*DOCUMENT SECTION*:
Hurtling through the skies at speeds of up to 70 km per second, meteors are pieces of debris that light up the sky, burning as they enter the Earth’s atmosphere.
The Geminid meteor shower, which shoots through UK skies every December is one of the most popular meteor showers, often appearing very bright and, sometimes, even multi-coloured.
The stunning display of shooting stars will peak this week on Monday, December 13 as 100 or more meteors are expected to streak across the sky, staying visible through the night into the early hours of Tuesday.
Here’s what you need to know about the Geminid meteor shower including the best time to catch it.
What is the Geminid meteor shower?
Considered one of the best meteor showers every year, the Geminid meteor showers are bright and fast.
Though they typically appear white, they can sometimes be yellow or green because of traces of metals like sodium and calcium, which is what makes fireworks colourful as well.
The Geminid showers are nearly 200 years old and take their name from the constellation Gemini, as they appear to stream away from the the bright cluster of stars.
What time is the Geminid meteor shower?
The meteor showers usually peak around 2am in the UK and are most visible at that time as the radiant point is at its highest, but you can first start seeing them as early as 9-10 pm.
The best way to see the showers is to find the Gemini constellation, which can be found in the South-Western sky in the Northern Hemisphere, to the left of the constellation Orion. In the Southern Hemisphere, you'll find it just below, to the lower right of Orion, hanging in the north-western sky.
For best results when looking at the meteor showers, you should look slightly away from Gemini so that you can catch the meteors with the longer tails as they flash past the sky.

*TASKS*:
• A. Duplicate the part of the Geminid meteor shower article that begins at "The Geminid meteor shower, which" and ends after "colourful as well.".
• B. According to the Geminid meteor shower article, what can make the meteors look yellow or green?
• C. Resume the Geminid meteor shower article after its final sentence.

*EXTRACTED INFORMATION*:
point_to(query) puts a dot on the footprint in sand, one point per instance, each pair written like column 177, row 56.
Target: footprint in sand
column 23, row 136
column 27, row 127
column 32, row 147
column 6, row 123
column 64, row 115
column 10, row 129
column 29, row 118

*ANSWERS TO EACH TASK*:
• A.
The Geminid meteor shower, which shoots through UK skies every December is one of the most popular meteor showers, often appearing very bright and, sometimes, even multi-coloured.
The stunning display of shooting stars will peak this week on Monday, December 13 as 100 or more meteors are expected to streak across the sky, staying visible through the night into the early hours of Tuesday.
Here’s what you need to know about the Geminid meteor shower including the best time to catch it.
What is the Geminid meteor shower?
Considered one of the best meteor showers every year, the Geminid meteor showers are bright and fast.
Though they typically appear white, they can sometimes be yellow or green because of traces of metals like sodium and calcium, which is what makes fireworks colourful as well.

• B. Traces of metals like sodium and calcium.

• C.
How to watch the Geminids in the UK
There's no need for binoculars or a telescope to watch the Geminid meteor showers. Though you can see it with your naked eye, it's still best not to look directly at the bright showers as this can reduce the number of meteors that can you see.
So, it's best to look to the side in a dark area of the sky for a better chance of viewing the stunning display. However, the weather may not be on the side of stargazers according to the Met Office.
The forecast predicts "very strong wings in the north" and "blustery showers in the northwest" on Monday night, followed by "unsettled" weather of persistent rain Tuesday onwards.
For anyone unable to watch the shower physically, they can still catch the live stream event from NASA's, which begins at 2am UK time – as long as the weather cooperates.
When is the next meteor shower in the UK?
If you miss the Geminid shower, you will still have plenty of chances to catch other meteor showers. The next one is the Ursid showers, which will be visible between 17-26 December, and will peak on December 22.
The other meteor show in December is the Quadrantids showers, which will be visible from December 28. However, these will peak early next year from January 3 to 4, 2022.